▶ _PAGE EXCERPT_:

Today I walked through the cemetery of my childhood
of all life stories encapsulated there.
Friends and neighbors
inscribed on theses stones;
A card catalog
of stories one can no longer check out.
Ancestries long buried in dust
some lost in time;
Yet the stones live on
calling for recognition from the living.
Today, as I walked
I remembered friends and neighbors
who shaped my life
with their smiles…
I think to myself
“I’ve got friends in low places…”
I must be getting old!
Photos: Dwight L. Roth
Today at d’Verse, Peter asked us to consider beginnings and endings in poetry. We are looking at how the lines flow and how endings are used to punctuate what we are trying to say. He gave us five things to choose from as we write our poems. I tried to incorporate some of these in my poem today.
how and where to end that line
endings as quotations like The Golden Shovel form – where one poem quotes another
endings and beginnings – verse forms that loop and repeat
Her gray hair that once flowed around her shoulders
Now pulled back tightly held with a stretch band;
There she sat in her wheelchair // her gaunt body fading
Wrapped in her shawl // holding her little doll on her lap.
As I read stories to the group of elderly residents
She sat with her head down // eyes closed as though asleep;
Yet somehow, I knew she is still listening to me.
I finished, and got out my twelve-string ovation guitar;
They enjoyed singing my old classics from the sixties…
A time when we all were young, and words sung told stories.
As I began to sing, “You are my sunshine…” her head began to move
Others joined in letting the song take them to another place and time.
Thought her body remained motionless, her feet now began to move;
Her soft pink slippers began a rhythmic pattern as she relived the days
When she danced, carefree to the music, with the one she loved.
Clutching her dolly, her eyes went from open to closed and open again
She rode the rhythms of each song in her mind, as feet danced
Pushing her wheelchair back to her unit she quietly said to me,
“I really enjoy that.”
It was then I knew I was making a difference!
Photo: Dwight L. Roth
Anmol, at d’Verse, asked us to write a poem that uses description of a person that paints a picture of that person for the reader. I decided to write about one of the elderly persons who comes to hear my stories and songs at the local nursing home.

▶ _SUPPLIED DATA_:
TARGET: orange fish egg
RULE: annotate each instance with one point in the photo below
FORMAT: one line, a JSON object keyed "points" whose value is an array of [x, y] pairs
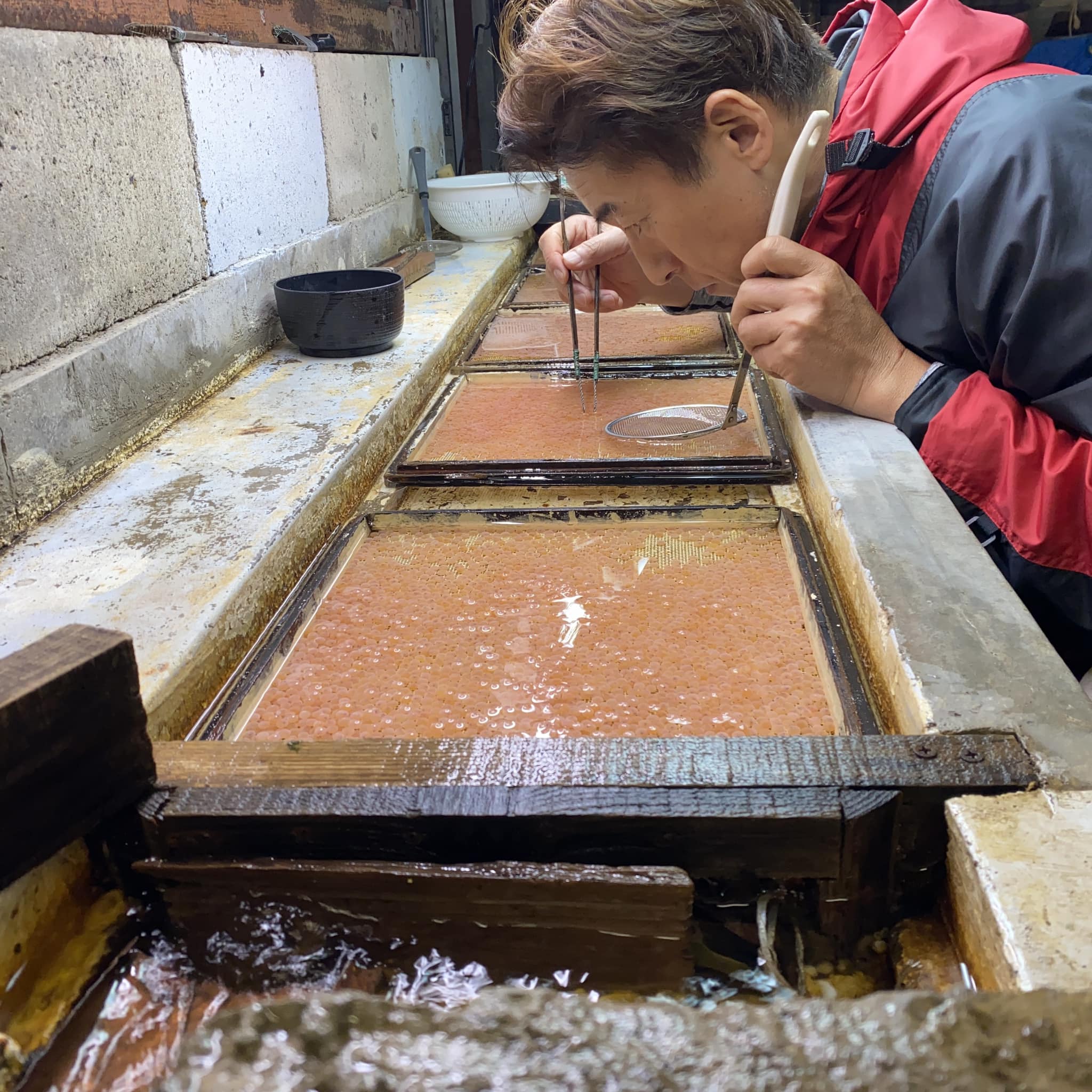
{"points": [[547, 334], [550, 631], [529, 417]]}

▶ _TO-DO LIST_:
- 1) In the poetry blog post, which song was being sung when the woman in the wheelchair began to move her head?
- 2) Write the next part of the poetry blog post, picking up after its final sentence.

▶ _RESPONSE LIST_:
- 1) “You are my sunshine…”

- 2)
Aging rusts the soul
Life scattered like lights and doors
Falling leaves hide rust
Autumn Contemplation shows
Nature reclaims everything
Photo: Marc Andrew
Frank Tassone asked us to consider Autumn Contemplation, as we come to the end of this long hot summer. There are many ways autumn makes us stop and think about life. Nature, aging, and the combination of both remind me I am not invincible. When I was young, aging seemed far off, but now I am in the autumn of my life and realize in time I too will be like the car in the photo above. When gone, I will be remembered in bits and pieces, but soon, those too will fall by the wayside and the leaves of time will cover all. I decided to use this great photo again and write from a little different perspective. I am using it with permission from my nephew, Marc Andrew.
I thought since I turned another year older last week, perhaps it was a good time to remember what growing older entails. There are so many scenarios for growing old that it is too bad we can’t pick and choose our fate. But I guess we are stuck with the roll of the dice. The following are some of the ways old age is catching up with me.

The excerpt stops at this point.